— TO-DO LIST —
[a] Restate the passage on Ofili's and Wilson's work from "He says the" to "of elephant dung.", changing "lunar glow" to "pale glow".
[b] Continue the passage on Ofili's and Wilson's work, starting after its last sentence.

— PAGE EXTRACT —

He says the work is the result of a “very happy period” in his life, and is intended to inhabit the space between a real Africa and an imaginary paradise of romantic images – hence the lunar glow emanating from his trademark dollops of elephant dung.
Despite the work’s stellar imagery, Ofili was inspired, he tells me, by the “upright sense of dignity and formality” which he finds in countries such as Trinidad. “It is a world that doesn’t feel at all like 2003, it is like being in the 1960s.”
Wilson’s show, on the other hand, is unashamedly intellectual in scope: another nod to Venice, but this time a powerful deconstruction of its paintings, its documents, even its shop windows, to address the theme of black identity. The central part of the pavilion is dominated by a remarkable, huge Murano-made black chandelier. Around it, models of black page-boys hold up busts of white women. In a glass case, there are artefacts that can be found today in the city’s grocery shops: “Otello” chocolates; “Moro di Venezia” (“Venetian Moor”) cake. In another room Old Master paintings – Tiepolo, Vasari, Schiavone – are spotlighted so that the black servant in the far corner of the composition is dramatically thrust into the foreground.

— DATASET EXTRACT —
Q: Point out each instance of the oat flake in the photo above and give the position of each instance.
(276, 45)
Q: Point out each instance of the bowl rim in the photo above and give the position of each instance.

— RESULTS OF THE EXERCISE —
[a]
He says the work is the result of a “very happy period” in his life, and is intended to inhabit the space between a real Africa and an imaginary paradise of romantic images – hence the pale glow emanating from his trademark dollops of elephant dung.

[b]
Wilson’s most remarkable coup de theatre is just outside the pavilion, where a “shop window” shows off a group of black mannequins dressed in period costume (all come from actual paintings in the Accademia). In front of the window, a young black African in a Bayern Munich football shirt sets out a cluster of imitation designer handbags on a sheet, such as can be found all over the sidestreets of Venice. He is, of course, part of the installation. When I ask him if he has been employed by the artist, he says, no, it was “mon frere Fred”, and in the spirit of solidarity points to Wilson, who is giving a television interview.
Wilson’s work is biting and imaginative, and dares to ask uncomfortable questions.
He is a charming, urbane figure, who is both knowing and humorous about the very strange world of contemporary art that he inhabits. And he knows what he is worth. When he is asked by a reporter if the fake handbags outside the pavilion are for sale, his reply is pitch perfect in its laconicism: “They will be for sale. Just not at the usual street prices.”
La Biennale di Venezia, 50th International Art Exhibition, until November 2.